▸ **书面练习 A**: 请打印单词子集题目中从“我们给出两个单词数组 AB。每个单词都是一串小写字母。”开始、一直到“你可以按任意顺序以列表形式返回 A 中所有的通用单词。”为止(包括这两处)的文字,一字不改。
▸ **书面练习 B**: 紧接单词子集题目的最后一句,写出后续内容。

我们给出两个单词数组 AB。每个单词都是一串小写字母。

现在,如果 b 中的每个字母都出现在 a 中,包括重复出现的字母,那么称单词 b 是单词 a 的子集。 例如,“wrr”“warrior” 的子集,但不是 “world” 的子集。

如果对 B 中的每一个单词 bb 都是 a 的子集,那么我们称 A 中的单词 a 是通用的。

你可以按任意顺序以列表形式返回 A 中所有的通用单词。

示例 1:

输入:A = ["amazon","apple","facebook","google","leetcode"], B = ["e","o"]
输出:["facebook","google","leetcode"]

示例 2:

输入:A = ["amazon","apple","facebook","google","leetcode"], B = ["l","e"]
输出:["apple","google","leetcode"]

示例 3:

输入:A = ["amazon","apple","facebook","google","leetcode"], B = ["e","oo"]
输出:["facebook","google"]

示例 4:

输入:A = ["amazon","apple","facebook","google","leetcode"], B = ["lo","eo"]
输出:["google","leetcode"]

示例 5:

输入:A = ["amazon","apple","facebook","google","leetcode"], B = ["ec","oc","ceo"]
输出:["facebook","leetcode"]

提示:

  • 1 <= A.length, B.length <= 10000
  • 1 <= A[i].length, B[i].length <= 10
  • A[i]B[i] 只由小写字母组成。

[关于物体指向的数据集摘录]
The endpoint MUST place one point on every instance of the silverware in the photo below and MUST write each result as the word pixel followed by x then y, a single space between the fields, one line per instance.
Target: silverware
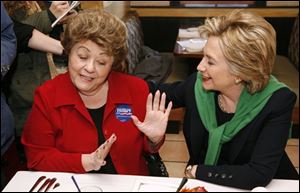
pixel 50 184
pixel 43 186
pixel 183 182
pixel 37 183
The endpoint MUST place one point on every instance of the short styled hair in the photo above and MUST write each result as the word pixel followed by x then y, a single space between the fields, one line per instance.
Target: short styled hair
pixel 102 28
pixel 248 43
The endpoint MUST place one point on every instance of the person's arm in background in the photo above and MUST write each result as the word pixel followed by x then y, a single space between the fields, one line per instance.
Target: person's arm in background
pixel 8 53
pixel 8 42
pixel 29 37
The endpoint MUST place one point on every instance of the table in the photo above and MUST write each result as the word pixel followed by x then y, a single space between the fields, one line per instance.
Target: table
pixel 24 180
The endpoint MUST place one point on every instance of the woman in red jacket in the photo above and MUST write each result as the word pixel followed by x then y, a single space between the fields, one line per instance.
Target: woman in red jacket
pixel 94 104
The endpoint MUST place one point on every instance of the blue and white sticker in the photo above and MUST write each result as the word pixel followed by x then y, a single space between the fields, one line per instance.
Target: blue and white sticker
pixel 123 112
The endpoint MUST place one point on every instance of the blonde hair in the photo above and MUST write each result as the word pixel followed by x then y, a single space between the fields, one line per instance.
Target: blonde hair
pixel 248 43
pixel 101 27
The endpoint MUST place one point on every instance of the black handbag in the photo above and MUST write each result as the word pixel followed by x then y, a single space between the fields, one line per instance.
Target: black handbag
pixel 155 165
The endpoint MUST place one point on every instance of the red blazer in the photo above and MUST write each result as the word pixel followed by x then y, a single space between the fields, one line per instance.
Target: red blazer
pixel 59 128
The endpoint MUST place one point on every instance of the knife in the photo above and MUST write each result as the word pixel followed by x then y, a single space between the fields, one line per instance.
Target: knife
pixel 43 186
pixel 50 184
pixel 37 183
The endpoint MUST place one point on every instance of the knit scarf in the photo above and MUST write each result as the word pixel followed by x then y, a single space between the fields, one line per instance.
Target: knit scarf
pixel 247 109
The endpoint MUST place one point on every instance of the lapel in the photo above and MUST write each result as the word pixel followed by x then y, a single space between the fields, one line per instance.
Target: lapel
pixel 118 93
pixel 68 95
pixel 238 142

▸ **练习答案 A**:
我们给出两个单词数组 AB。每个单词都是一串小写字母。

现在,如果 b 中的每个字母都出现在 a 中,包括重复出现的字母,那么称单词 b 是单词 a 的子集。 例如,“wrr”“warrior” 的子集,但不是 “world” 的子集。

如果对 B 中的每一个单词 bb 都是 a 的子集,那么我们称 A 中的单词 a 是通用的。

你可以按任意顺序以列表形式返回 A 中所有的通用单词。

▸ **练习答案 B**:
  • A[i] 中所有的单词都是独一无二的,也就是说不存在 i != j 使得 A[i] == A[j]

2、解题思路

  • 首先统计所有待判断的字符串中,字母出现的最大的频率,如果超过A中出现的频率,跳过当前单词,未超过,添加到结果集中
from collections import Counter, defaultdict


class Solution:
    def wordSubsets(self, A: List[str], B: List[str]) -> List[str]:
        ans = []
        count_b = defaultdict(int)
        for b in B:
            for key, count in Counter(b).items():
                count_b[key] = max(count_b[key], count)

        for ai in A:
            count_a = Counter(ai)
            flag = True
            for key, count in count_b.items():
                if count> count_a[key]:
                    flag = False
                    break

            if flag:
                ans.append(ai)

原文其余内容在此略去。